[Passage for review Boundary: Start]

How COVID-19 Units Helped Nursing Homes Weather the Storm — and How They Can Fight the Flu This Fall

When the COVID-19 pandemic began to gather momentum in the U.S. in spring, one of the earliest strategies for combatting the virus in skilled nursing facilities was to cohort patients with the disease in designated areas — or even set up entire facilities dedicated to the care of these patients.

The Centers for Medicare & Medicaid Services (CMS) took steps in March to make it easier to transfer patients within facilities or to other locations, releasing several waivers designed to accelerate the process. It was a process that had begun at the state level, with Massachusetts one of the earliest states to start establishing dedicated COVID-19 facilities.

How this process ended up playing out varied across the country, depending on regulations and the spread of COVID-19 in any given locale. Skilled Nursing News spoke to a range of SNFs that ended up establishing units within already existing facilities, trying to factor in considerations such as physical layout and what their hospital partners needed during the height of the pandemic.

Advertisement

Some of the units remain active, while others eventually converted back to their former modes of operation. But for each facility, the experience provided insights in managing COVID-19, from personal protective equipment (PPE) use to staffing, as well as laying out potential roadmaps for how to handle major infectious diseases in the future.

[Passage for review Boundary: End]
[Dataset Boundary: Start]

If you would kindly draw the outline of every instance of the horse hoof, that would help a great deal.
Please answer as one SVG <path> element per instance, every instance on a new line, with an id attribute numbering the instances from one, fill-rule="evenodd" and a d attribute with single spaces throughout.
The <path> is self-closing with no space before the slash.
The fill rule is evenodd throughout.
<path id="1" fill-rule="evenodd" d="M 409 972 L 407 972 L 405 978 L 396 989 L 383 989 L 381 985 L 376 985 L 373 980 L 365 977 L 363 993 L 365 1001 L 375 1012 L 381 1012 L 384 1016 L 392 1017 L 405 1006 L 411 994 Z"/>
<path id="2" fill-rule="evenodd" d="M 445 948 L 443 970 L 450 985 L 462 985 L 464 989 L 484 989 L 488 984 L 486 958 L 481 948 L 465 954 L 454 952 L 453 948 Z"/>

[Dataset Boundary: End]

Problems to work on ::
- a) In the article on COVID-19 units in nursing homes, which state was one of the earliest to start establishing dedicated COVID-19 facilities?
- b) Write out the portion of the nursing-home COVID-19 article from "When the COVID-19" up to and including "of these patients.".

Your responses ::
- a) Massachusetts

- b)
When the COVID-19 pandemic began to gather momentum in the U.S. in spring, one of the earliest strategies for combatting the virus in skilled nursing facilities was to cohort patients with the disease in designated areas — or even set up entire facilities dedicated to the care of these patients.